**Texto fornecido**
============================================================
Um Papa sem papas na língua

A mensagem de Natal do Papa Francisco é um terramoto político, num mundo governado por contabilistas e amadores.

Identificando frontalmente as 15 doenças que afectam a hierarquia da Igreja Católica, não se esqueceu de ampliar o diagnóstico cirúrgico a outras comunidades: os problemas da Igreja são os problemas de todas as instituições de poder, e o poder existe a múltiplos níveis, pelo que ninguém pode fazer de conta que esse tema não lhe diz respeito.

Entre as doenças referidas pelo Papa, contam-se a burocracite crónica, o “terrorismo da má-língua” e da intriga, que classificou como “doença dos cobardes”, o “Alzheimer espiritual”, o carreirismo e o oportunismo, bem como a cupidez e o apego excessivo a bens materiais.

A frontalidade tem, no Vaticano como no resto do mundo, um escasso clube de fãs, pelo que o som dos aplausos a este discurso papal foi quase inaudível: os cardeais aos quais Francisco puxava as orelhas acusaram o toque prendendo o burrinho, não às estacas da caverna de Belém onde nasceu Jesus, mas uns aos outros.

Não sei quanto tempo vai durar este líder político revolucionário e inspirador; temo que lhe façam a cama, como fizeram ao próprio Cristo – o homem que veio explicar-nos que não há ofício mais belo nem mais trágico do que o de tentar fazer do mundo um lugar melhor.

Mas Francisco não teme a mesquinhez que conduz ao crime, porque não teme a morte. Nem sequer se presume indispensável – embora, neste momento, claramente o seja. Lembrou que os cemitérios estão cheios de indispensáveis, e de gananciosos de que já ninguém se lembra.

Haverá quem diga que à Igreja não cabem mensagens políticas – mas para que nasceram as religiões, senão para intervir na sociedade e transformá-la? (aliás muitas vezes de um modo catastrófico, como atesta hoje o radicalismo islâmico).

O que era Jesus Cristo, senão um agitador de massas?

Este Papa já conseguiu, por exemplo, que os Estados Unidos da América regressassem ao diálogo com Cuba. Não é coisa pouca.

Para liderar é necessário saber dizer o que está mal e envolver a população na mudança – quer se trate de países, empresas ou instituições.

Claro que os interesses instalados e os burocratas acobardados (perdoe-se a redundância) estremecem de pavor diante da perspectiva de um caminho que signifique menores prebendas pessoais e mais trabalho em prol da comunidade.

Francisco não será tão ingénuo que creia que o Espírito Santo baixará neste fim de ano sobre os que se querem desembaraçar dele, e os fará ver a Verdade e a Luz. Mas sabe que o seu exemplo de coragem, despojamento, amor e alegria deixará sementes.

Sabe que o triste estado do nosso tão sofisticado mundo se deve à falta destes elementos e à vitória da mediocridade sorumbática sobre a excelência sorridente. Por isso ri, brinca, ironiza: nada corrói tanto a hipocrisia como o riso.

O discurso do Papa Francisco foi o único projecto político forte e desassombrado que ouvi nos últimos anos.

Sim, há que acabar com as epidemias anímicas que têm transformado os seres humanos em ratos acossados ou acossadores. Há que apontar o dedo e não deixar que a mentira, a coacção e as suas mil emboscadas, a ganância e o abuso de poder continuem impunes. O resto virá por acréscimo.
============================================================
**Experimente**
Reproduza fielmente o trecho do texto fornecido que se inicia com as palavras que incluem "Haverá quem diga" e se encerra em "prol da comunidade.".

**Linhas apresentadas**
============================================================
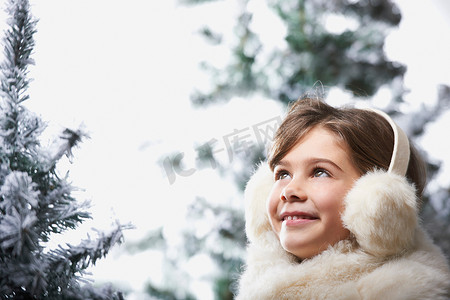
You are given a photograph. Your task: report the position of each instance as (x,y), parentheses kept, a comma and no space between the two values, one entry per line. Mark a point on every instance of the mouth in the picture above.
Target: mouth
(293,216)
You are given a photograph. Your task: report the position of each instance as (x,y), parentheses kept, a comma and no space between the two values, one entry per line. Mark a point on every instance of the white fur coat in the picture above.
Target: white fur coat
(388,256)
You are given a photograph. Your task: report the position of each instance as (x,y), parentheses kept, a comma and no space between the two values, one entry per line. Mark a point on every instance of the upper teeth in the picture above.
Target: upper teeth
(297,217)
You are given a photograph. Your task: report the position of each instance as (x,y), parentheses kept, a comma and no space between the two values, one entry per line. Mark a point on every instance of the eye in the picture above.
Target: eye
(320,172)
(281,174)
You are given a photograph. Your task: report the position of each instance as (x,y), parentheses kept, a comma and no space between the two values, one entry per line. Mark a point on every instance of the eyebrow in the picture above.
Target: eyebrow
(312,160)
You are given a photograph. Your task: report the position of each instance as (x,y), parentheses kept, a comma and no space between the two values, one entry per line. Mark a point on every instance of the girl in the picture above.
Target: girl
(334,212)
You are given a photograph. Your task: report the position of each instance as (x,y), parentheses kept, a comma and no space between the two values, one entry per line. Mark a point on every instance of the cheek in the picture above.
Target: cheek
(272,205)
(331,201)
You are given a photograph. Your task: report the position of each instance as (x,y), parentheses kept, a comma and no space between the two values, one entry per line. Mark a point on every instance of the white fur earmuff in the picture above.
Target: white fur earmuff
(380,209)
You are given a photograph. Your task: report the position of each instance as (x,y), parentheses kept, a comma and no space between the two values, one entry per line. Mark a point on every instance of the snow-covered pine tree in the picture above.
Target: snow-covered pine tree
============================================================
**Resposta**
Haverá quem diga que à Igreja não cabem mensagens políticas – mas para que nasceram as religiões, senão para intervir na sociedade e transformá-la? (aliás muitas vezes de um modo catastrófico, como atesta hoje o radicalismo islâmico).

O que era Jesus Cristo, senão um agitador de massas?

Este Papa já conseguiu, por exemplo, que os Estados Unidos da América regressassem ao diálogo com Cuba. Não é coisa pouca.

Para liderar é necessário saber dizer o que está mal e envolver a população na mudança – quer se trate de países, empresas ou instituições.

Claro que os interesses instalados e os burocratas acobardados (perdoe-se a redundância) estremecem de pavor diante da perspectiva de um caminho que signifique menores prebendas pessoais e mais trabalho em prol da comunidade.